> **Text to read**:
++++++++++

G. For the purposes of this section, "advisory member" means a member who advises
other committee members during meetings but who is ineligible to vote and who is not a
member for the purposes of determining if a quorum is present. 13-3827 Internet sex offender web site; investigation of records; immunity
A. The department of public safety shall establish and maintain an internet sex
offender web site for offenders whose risk assessment has been determined to be a level
two or level three. The purpose of the internet sex offender web site is to provide sex
offender information to the public.
B. The internet sex offender web site shall include the following information for
each convicted sex offender in this state who is required to register pursuant to section
13-3821:
1. The offender's name, address and age.
2. A current photograph.
3. The offense committed and notification level pursuant to section 13-3826,
subsection E, if a risk assessment has been completed pursuant to section 13-3825.
C. The department of public safety shall annually update on the web site the name,
address and photograph of each sex offender.
D. The motor vehicle division of the department of transportation shall send copies
of each sex offender's nonoperating identification license or driver license photograph
to the department of public safety for inclusion on the sex offender web site.

++++++++++

Dataset records about object locations
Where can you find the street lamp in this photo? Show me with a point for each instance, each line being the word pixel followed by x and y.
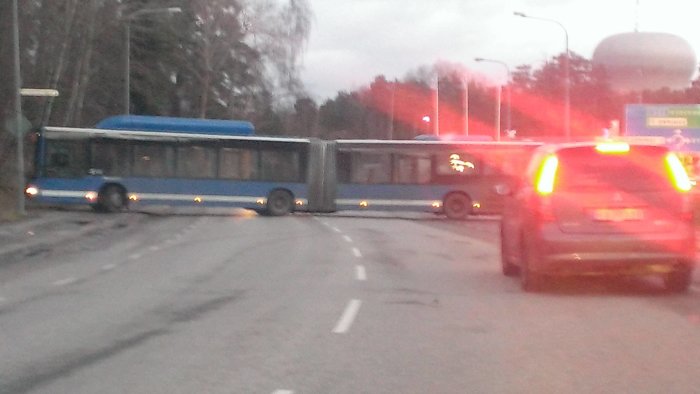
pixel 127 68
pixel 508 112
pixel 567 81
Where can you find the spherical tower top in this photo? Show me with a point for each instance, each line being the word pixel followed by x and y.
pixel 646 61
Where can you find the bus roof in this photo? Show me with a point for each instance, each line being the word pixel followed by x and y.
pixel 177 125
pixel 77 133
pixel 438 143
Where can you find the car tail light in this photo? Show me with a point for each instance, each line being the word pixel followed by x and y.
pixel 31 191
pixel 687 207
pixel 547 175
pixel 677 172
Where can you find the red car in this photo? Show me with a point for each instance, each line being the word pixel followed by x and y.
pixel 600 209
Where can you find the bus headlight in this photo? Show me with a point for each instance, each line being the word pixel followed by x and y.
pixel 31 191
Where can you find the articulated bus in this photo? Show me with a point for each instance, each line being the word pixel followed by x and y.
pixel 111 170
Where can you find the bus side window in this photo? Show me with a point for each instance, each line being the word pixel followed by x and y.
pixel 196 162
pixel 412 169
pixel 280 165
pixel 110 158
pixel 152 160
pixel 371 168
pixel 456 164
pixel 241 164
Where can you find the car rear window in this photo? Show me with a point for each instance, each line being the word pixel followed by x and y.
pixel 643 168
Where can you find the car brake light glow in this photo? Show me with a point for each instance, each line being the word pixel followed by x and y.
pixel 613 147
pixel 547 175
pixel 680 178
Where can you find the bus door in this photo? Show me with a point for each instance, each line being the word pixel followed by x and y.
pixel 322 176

++++++++++

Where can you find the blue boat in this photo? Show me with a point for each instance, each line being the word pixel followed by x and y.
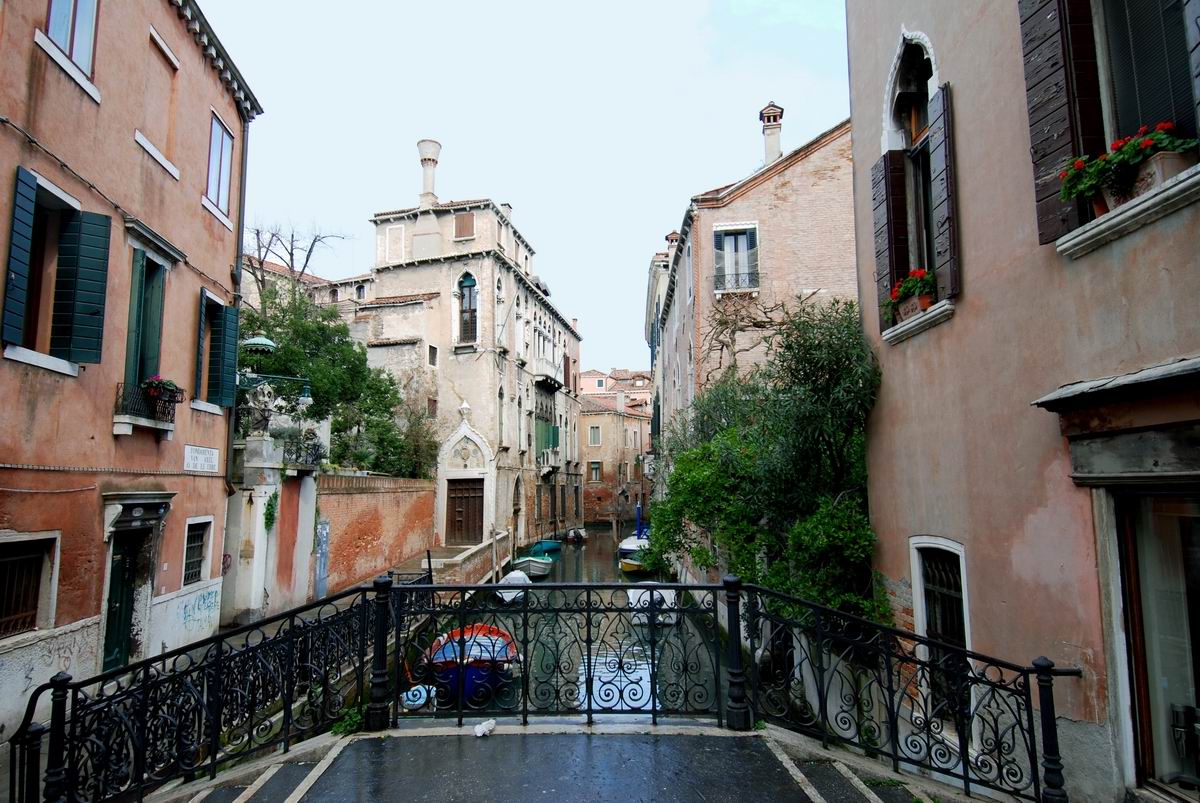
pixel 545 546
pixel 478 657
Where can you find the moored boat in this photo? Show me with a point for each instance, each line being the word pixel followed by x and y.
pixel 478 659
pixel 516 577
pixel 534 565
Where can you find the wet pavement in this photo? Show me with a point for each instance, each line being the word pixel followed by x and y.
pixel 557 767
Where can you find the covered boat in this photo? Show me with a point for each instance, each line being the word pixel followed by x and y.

++++++++++

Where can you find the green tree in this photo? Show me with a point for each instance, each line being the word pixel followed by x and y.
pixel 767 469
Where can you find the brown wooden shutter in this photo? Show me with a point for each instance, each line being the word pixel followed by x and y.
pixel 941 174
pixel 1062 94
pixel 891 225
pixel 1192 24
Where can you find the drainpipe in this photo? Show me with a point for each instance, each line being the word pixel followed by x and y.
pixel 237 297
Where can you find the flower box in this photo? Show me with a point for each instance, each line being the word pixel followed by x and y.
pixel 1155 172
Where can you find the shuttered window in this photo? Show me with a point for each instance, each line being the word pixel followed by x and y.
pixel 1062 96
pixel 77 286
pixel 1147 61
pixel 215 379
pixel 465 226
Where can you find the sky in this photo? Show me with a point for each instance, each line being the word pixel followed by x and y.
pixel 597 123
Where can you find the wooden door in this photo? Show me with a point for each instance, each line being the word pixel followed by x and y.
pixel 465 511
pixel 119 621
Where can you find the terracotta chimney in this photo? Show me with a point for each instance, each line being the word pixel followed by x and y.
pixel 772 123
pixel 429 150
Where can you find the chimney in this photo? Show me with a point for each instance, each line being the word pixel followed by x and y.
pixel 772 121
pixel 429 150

++++++++++

> **To be done**: Rewrite the part of the statute excerpt that begins at the words "G. For the purposes" and stops after "to the public.", with "committee members" replaced by "panel members".

> **Completed task**:
G. For the purposes of this section, "advisory member" means a member who advises
other panel members during meetings but who is ineligible to vote and who is not a
member for the purposes of determining if a quorum is present. 13-3827 Internet sex offender web site; investigation of records; immunity
A. The department of public safety shall establish and maintain an internet sex
offender web site for offenders whose risk assessment has been determined to be a level
two or level three. The purpose of the internet sex offender web site is to provide sex
offender information to the public.